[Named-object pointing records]

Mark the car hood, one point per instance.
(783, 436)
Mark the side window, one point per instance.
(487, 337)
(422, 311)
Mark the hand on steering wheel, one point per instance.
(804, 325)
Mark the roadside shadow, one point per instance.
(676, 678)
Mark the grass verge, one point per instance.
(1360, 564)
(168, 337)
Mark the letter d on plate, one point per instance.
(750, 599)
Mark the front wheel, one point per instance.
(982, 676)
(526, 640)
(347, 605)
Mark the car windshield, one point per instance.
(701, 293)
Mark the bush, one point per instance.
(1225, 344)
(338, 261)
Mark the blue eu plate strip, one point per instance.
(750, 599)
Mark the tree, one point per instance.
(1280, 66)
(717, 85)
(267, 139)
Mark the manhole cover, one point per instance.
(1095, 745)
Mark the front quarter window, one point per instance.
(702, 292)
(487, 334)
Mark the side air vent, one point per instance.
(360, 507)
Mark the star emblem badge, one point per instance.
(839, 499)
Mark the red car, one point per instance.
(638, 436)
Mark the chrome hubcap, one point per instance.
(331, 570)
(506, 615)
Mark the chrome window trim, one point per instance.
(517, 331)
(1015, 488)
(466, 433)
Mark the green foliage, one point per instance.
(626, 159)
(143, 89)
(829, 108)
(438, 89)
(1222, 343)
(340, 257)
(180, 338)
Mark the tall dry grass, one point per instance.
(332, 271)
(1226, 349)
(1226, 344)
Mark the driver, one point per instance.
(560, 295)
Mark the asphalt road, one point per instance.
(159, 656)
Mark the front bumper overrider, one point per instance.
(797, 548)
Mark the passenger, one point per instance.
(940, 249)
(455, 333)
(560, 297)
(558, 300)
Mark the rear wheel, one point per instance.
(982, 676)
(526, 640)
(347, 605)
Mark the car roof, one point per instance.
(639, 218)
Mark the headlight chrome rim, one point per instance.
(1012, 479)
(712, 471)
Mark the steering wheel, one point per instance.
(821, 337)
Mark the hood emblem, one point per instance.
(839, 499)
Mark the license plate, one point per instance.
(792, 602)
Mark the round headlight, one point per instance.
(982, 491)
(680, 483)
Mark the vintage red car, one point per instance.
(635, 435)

• [Exercise]:
Restate the listing above word for word.

• [Exercise output]:
Mark the car hood, one point per instance.
(783, 436)
Mark the side window, one point per instance.
(487, 337)
(422, 311)
Mark the hand on steering wheel, one point per instance.
(804, 325)
Mark the roadside shadow, one point per instance.
(676, 678)
Mark the grass verge, one point per instance.
(1360, 564)
(168, 337)
Mark the letter d on plate, one point per instance.
(750, 599)
Mark the front wheel, one point per instance.
(982, 676)
(526, 640)
(347, 605)
Mark the car windshield, one point per instance.
(701, 293)
Mark the bush, one point per instance.
(1225, 344)
(338, 261)
Mark the blue eu plate strip, one point per instance.
(750, 599)
Mark the tree, one point per instance.
(1280, 66)
(717, 85)
(267, 139)
Mark the manhole cover, one point per instance.
(1095, 745)
Mark the front quarter window, one point per instance.
(702, 292)
(487, 334)
Mark the side air vent, one point per instance.
(360, 507)
Mark the star emblem badge, one point per instance.
(839, 499)
Mark the red car, one point per instance.
(638, 436)
Mark the chrome hubcap, one point per instance.
(331, 570)
(506, 615)
Mark the chrome window trim, one point per instance.
(517, 331)
(1015, 488)
(466, 433)
Mark the green foliage, one point per instance.
(626, 159)
(143, 89)
(829, 108)
(438, 89)
(1222, 343)
(340, 257)
(180, 338)
Mark the tall dry grass, one point per instance.
(332, 271)
(1226, 349)
(1226, 344)
Mark the driver, one point per instance.
(560, 295)
Mark the asphalt road, one point per instance.
(159, 656)
Mark the front bumper overrider, one point per instance.
(797, 548)
Mark the passenger, one point per instance.
(940, 249)
(455, 333)
(560, 297)
(558, 300)
Mark the rear wheel, one point per instance.
(982, 676)
(526, 640)
(347, 605)
Mark the car roof, one point per instance.
(639, 218)
Mark the headlight chrome rim, one point per instance.
(1012, 479)
(712, 471)
Mark the steering wheel, one point per instance.
(821, 337)
Mark the hood emblem, one point per instance.
(839, 499)
Mark the license plate, one point per instance.
(792, 602)
Mark the round headlight, one point per instance.
(982, 491)
(680, 483)
Mark the vintage red car, one point per instance.
(635, 435)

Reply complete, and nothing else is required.